Can you copy each of the items below word for word, keeping every line in its original order?
/---
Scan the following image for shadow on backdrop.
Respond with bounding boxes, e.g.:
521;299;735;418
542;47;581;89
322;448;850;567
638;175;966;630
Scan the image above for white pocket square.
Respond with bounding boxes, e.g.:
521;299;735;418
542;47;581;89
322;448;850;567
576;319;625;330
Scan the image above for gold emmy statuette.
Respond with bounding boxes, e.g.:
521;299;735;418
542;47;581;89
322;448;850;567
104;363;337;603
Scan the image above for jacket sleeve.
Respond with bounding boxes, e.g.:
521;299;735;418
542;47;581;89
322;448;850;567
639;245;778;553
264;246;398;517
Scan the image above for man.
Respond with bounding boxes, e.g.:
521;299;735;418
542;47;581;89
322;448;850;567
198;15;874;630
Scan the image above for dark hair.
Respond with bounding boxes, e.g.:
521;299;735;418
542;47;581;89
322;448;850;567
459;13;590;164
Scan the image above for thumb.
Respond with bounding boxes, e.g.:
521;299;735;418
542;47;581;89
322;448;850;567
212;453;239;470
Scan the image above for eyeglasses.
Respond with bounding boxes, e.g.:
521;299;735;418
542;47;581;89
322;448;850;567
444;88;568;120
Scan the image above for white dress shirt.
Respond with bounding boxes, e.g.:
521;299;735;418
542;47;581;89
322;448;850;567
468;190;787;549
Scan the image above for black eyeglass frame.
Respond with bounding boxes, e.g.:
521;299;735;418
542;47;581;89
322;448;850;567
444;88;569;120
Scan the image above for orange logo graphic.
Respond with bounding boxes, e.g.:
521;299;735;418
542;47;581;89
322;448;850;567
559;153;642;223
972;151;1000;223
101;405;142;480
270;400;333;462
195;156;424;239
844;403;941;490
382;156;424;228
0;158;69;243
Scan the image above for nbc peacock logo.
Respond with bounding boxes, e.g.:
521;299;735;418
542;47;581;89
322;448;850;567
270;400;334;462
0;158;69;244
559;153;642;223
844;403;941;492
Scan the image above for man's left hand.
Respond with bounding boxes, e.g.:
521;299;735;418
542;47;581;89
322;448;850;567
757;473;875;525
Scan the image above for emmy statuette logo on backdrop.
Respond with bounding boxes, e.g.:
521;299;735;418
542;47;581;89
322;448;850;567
\---
- _RESULT OF THE TASK_
Scan the following image for shadow on backdrop.
Respond with bounding boxes, e.g.:
521;299;735;418
542;47;581;89
322;448;850;567
638;175;966;630
Scan the image above for white pocket square.
Respond with bounding boxes, e.g.:
521;299;735;418
542;47;581;89
322;448;850;567
576;319;625;330
Scan the image above for gold emmy statuette.
Respond with bounding boxes, e.g.:
521;299;735;418
542;47;581;89
322;448;850;567
104;363;337;603
Scan the image above for jacket sleeve.
Respond with bounding boxes, e.g.:
521;299;735;418
542;47;581;89
322;448;850;567
639;245;778;553
264;246;398;517
Scan the image above for man.
Respond with bounding boxes, e.g.:
521;299;735;418
542;47;581;89
322;448;850;567
198;15;874;630
Scan the image above for dark hair.
Respond with bounding boxes, e.g.:
521;299;735;418
542;47;581;89
322;448;850;567
459;13;590;164
Scan the image above for thumb.
Respond with bounding boxes, e.g.:
521;299;735;418
542;47;581;89
322;448;850;567
212;453;239;470
Scan the image above for eyeglasses.
Respond with bounding boxes, e.g.:
521;299;735;418
542;47;581;89
322;448;850;567
444;88;568;120
Scan the image above for white dress shirt.
Respond with bounding boxes, e.g.:
521;299;735;418
542;47;581;89
322;448;850;567
468;190;787;549
Scan the image above for black eyeglass frame.
Respond with bounding boxes, e.g.:
521;299;735;418
542;47;581;89
322;448;850;567
444;88;569;120
Scan the image above for orange logo graphic.
Respond with bounding boxes, e.g.:
521;299;735;418
542;47;581;89
322;448;850;567
559;153;642;223
972;151;1000;223
101;405;142;480
270;400;333;462
195;156;424;239
844;403;941;490
382;156;424;228
0;158;69;243
Scan the image above for nbc peacock logo.
Respond with bounding boxes, e.g.:
521;299;735;418
542;47;581;89
322;448;850;567
270;400;334;462
0;158;69;244
559;153;642;223
844;403;941;492
Scan the image above for man's left hand.
Respond with bounding boxes, e.g.:
521;299;735;418
542;47;581;89
322;448;850;567
757;473;875;525
Scan the image above for emmy statuette logo on backdrop.
Respond with bounding boxes, e.g.:
521;299;735;418
542;47;581;89
322;448;850;567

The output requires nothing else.